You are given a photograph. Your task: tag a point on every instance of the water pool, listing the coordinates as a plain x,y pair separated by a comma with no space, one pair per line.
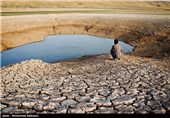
59,47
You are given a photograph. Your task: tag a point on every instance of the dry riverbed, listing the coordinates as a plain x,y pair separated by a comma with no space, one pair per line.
92,84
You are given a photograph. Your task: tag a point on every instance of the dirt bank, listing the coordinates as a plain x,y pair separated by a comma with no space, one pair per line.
149,34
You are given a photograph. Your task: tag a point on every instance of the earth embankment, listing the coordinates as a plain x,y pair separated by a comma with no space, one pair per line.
149,34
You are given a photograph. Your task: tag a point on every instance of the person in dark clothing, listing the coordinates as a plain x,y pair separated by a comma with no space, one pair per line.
112,52
116,50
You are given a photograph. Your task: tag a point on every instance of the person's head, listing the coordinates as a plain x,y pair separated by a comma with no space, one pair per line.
116,41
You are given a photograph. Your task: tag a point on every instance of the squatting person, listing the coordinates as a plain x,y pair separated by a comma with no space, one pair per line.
116,50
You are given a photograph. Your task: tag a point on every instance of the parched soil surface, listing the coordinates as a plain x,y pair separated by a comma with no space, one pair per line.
92,84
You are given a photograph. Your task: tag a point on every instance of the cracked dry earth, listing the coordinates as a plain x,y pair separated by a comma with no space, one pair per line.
88,85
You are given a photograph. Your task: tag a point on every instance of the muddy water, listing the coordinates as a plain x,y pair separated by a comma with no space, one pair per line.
60,47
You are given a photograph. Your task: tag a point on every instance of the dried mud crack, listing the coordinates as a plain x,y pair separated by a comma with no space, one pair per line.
88,85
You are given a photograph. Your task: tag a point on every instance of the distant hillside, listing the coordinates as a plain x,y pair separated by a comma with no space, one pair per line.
120,4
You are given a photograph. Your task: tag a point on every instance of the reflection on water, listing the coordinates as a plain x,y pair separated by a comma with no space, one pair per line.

^^^^^^^^

Copy the lines of the material verbatim, from the line containing "of the distant" through the last line of the material, inclusive.

You are given a photograph. Your task: tag a point on every instance of the distant hillside, listing the coordinates as a plain x,y pair separated by a comma with no space, one pair per line.
120,4
You are given a photograph. Your task: tag a point on every instance of the reflection on water, listing the coordinates as a plain x,y pair separated by a comma with no space, one pair per line.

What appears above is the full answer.